* Task description
Reproduce the data below word for word. Start at the line that has "Give the innermost point of each instance of the knuckle, as" and stop after the line that has "Give the innermost point of each instance of the dark".

* Supplied records
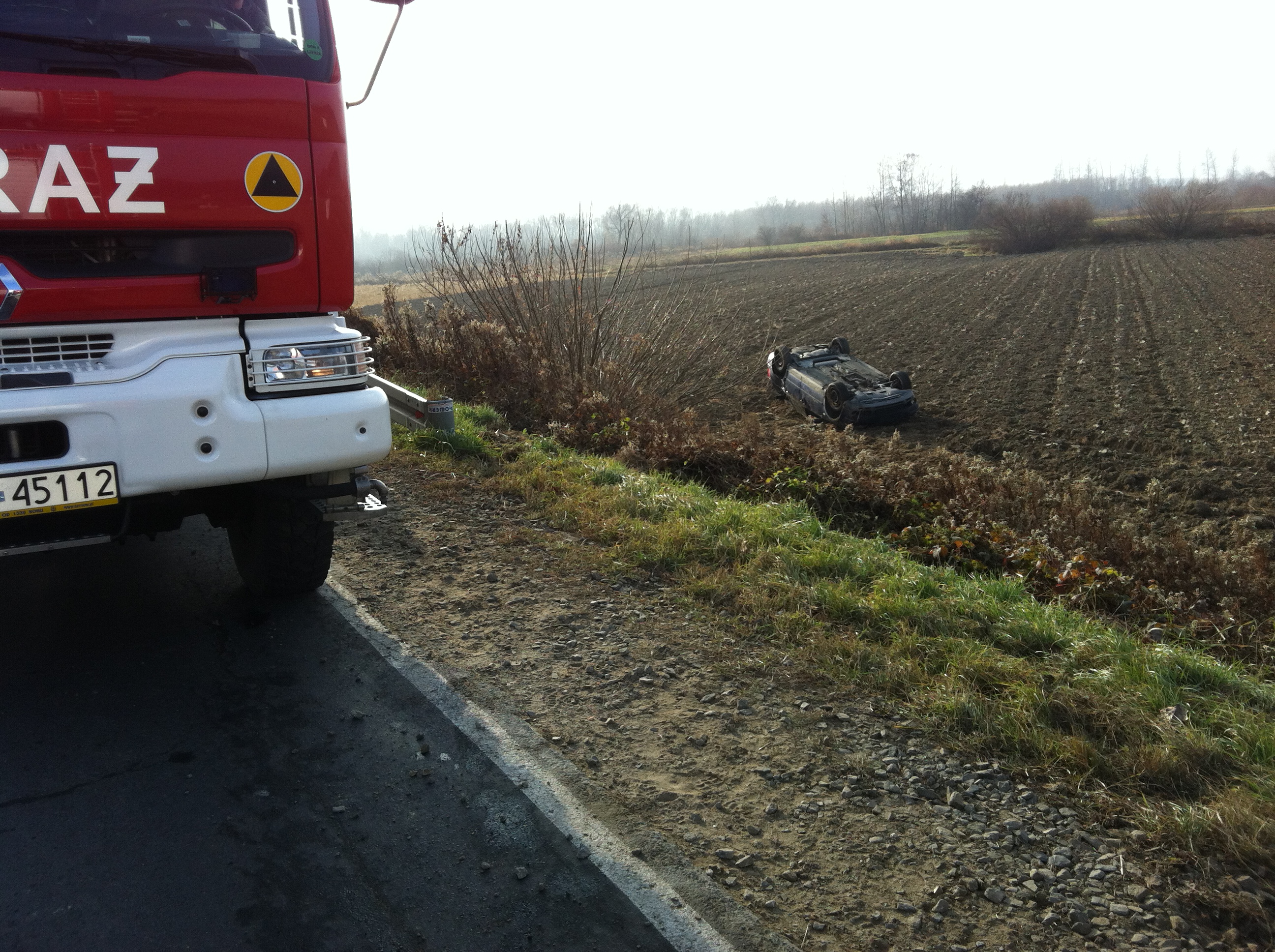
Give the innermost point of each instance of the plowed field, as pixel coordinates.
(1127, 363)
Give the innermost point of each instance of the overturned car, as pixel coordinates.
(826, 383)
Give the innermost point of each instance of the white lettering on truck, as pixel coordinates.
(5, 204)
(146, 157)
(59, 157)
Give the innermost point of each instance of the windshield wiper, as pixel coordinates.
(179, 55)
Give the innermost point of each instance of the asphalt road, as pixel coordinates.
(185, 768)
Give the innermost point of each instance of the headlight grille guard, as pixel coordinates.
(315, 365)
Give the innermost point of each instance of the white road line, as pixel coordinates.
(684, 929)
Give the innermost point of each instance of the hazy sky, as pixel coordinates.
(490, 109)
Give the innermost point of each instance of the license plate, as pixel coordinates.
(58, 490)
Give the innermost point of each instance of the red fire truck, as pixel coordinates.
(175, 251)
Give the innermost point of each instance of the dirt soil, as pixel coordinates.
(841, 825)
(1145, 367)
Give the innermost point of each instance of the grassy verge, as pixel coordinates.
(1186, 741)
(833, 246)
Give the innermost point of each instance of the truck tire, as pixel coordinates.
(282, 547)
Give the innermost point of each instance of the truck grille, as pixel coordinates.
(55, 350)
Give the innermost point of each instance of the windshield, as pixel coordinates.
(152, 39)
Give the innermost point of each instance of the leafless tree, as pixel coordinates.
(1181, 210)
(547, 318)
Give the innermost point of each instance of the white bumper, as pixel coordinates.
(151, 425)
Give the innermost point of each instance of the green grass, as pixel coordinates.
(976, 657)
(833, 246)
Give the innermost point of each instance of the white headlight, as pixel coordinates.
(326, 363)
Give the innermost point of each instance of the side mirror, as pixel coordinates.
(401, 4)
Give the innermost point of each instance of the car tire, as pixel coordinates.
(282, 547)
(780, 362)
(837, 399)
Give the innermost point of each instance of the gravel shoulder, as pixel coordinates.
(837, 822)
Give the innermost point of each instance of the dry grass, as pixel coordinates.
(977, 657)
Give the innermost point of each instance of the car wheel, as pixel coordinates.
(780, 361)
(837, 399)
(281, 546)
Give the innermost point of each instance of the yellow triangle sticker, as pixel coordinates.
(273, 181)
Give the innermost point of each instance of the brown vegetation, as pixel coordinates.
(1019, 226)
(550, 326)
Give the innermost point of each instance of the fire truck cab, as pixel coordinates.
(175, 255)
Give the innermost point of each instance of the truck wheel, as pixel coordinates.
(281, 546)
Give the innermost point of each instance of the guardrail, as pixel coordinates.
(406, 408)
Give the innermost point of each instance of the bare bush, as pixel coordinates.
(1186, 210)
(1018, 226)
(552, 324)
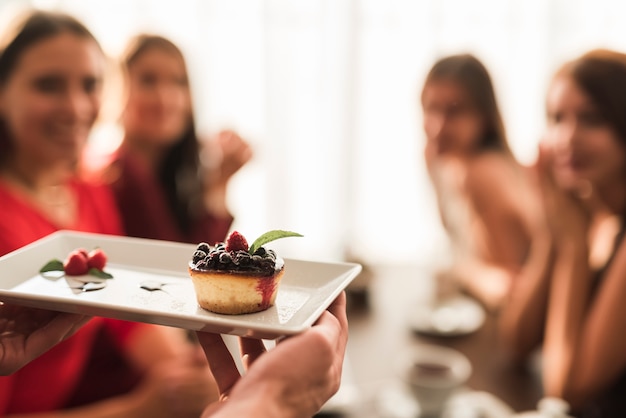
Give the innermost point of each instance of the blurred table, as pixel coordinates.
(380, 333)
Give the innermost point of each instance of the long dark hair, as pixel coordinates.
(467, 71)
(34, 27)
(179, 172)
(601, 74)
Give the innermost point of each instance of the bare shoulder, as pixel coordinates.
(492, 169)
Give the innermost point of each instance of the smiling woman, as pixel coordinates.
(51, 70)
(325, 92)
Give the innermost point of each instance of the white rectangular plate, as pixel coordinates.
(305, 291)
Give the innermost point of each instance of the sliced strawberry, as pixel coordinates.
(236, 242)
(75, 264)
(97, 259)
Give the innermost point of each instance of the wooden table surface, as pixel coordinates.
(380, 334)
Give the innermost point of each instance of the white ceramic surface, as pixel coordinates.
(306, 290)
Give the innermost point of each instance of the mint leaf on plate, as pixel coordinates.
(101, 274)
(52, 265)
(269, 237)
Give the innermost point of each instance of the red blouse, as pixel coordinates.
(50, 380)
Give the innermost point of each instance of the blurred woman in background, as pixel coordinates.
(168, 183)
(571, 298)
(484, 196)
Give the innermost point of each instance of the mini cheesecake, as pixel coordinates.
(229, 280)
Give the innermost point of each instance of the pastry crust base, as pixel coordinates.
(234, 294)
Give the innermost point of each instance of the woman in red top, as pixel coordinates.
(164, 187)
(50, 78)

---

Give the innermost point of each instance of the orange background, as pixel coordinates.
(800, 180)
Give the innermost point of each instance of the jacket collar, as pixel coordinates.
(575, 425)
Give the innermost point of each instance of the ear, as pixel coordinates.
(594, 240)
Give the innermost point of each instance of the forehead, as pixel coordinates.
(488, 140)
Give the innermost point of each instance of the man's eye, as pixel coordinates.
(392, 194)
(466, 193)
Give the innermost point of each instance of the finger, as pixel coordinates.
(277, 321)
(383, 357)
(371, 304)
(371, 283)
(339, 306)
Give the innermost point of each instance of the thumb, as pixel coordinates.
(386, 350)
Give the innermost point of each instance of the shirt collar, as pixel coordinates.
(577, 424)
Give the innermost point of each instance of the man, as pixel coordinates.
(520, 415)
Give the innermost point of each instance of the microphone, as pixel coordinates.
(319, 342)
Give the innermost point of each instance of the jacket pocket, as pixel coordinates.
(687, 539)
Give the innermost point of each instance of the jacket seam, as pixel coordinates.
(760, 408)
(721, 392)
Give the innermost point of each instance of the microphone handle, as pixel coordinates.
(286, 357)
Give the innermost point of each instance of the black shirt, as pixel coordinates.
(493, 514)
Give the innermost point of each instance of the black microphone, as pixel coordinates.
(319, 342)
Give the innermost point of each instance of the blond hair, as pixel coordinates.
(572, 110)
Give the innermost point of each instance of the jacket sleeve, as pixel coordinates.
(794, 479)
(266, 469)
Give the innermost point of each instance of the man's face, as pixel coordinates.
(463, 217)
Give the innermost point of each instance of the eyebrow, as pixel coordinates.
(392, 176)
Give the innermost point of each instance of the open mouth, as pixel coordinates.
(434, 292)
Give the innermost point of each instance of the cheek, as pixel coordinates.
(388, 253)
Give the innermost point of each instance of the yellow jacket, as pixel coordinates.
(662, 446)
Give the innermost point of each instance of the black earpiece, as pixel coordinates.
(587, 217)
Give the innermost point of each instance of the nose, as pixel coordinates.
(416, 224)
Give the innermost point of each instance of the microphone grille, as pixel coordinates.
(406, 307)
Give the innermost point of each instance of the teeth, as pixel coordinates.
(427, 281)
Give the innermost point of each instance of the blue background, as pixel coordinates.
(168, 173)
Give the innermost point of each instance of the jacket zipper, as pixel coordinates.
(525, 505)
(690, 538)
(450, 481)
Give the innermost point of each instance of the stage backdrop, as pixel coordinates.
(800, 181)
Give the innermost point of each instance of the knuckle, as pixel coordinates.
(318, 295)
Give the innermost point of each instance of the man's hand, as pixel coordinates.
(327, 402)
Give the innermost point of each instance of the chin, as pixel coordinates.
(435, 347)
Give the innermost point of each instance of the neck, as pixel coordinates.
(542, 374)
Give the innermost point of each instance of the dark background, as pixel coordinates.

* Answer to this problem
Give the innermost point of each instance of the knuckle, as pixel coordinates.
(318, 295)
Give the innermost point of each instance of the man's hand, as pixel coordinates.
(327, 402)
Give the innermost point of each instance of the chin, as pixel coordinates.
(435, 347)
Give the innermost point of each instance of the neck, as pixel coordinates.
(542, 374)
Give the innermost point of each instance of the dark background, as pixel coordinates.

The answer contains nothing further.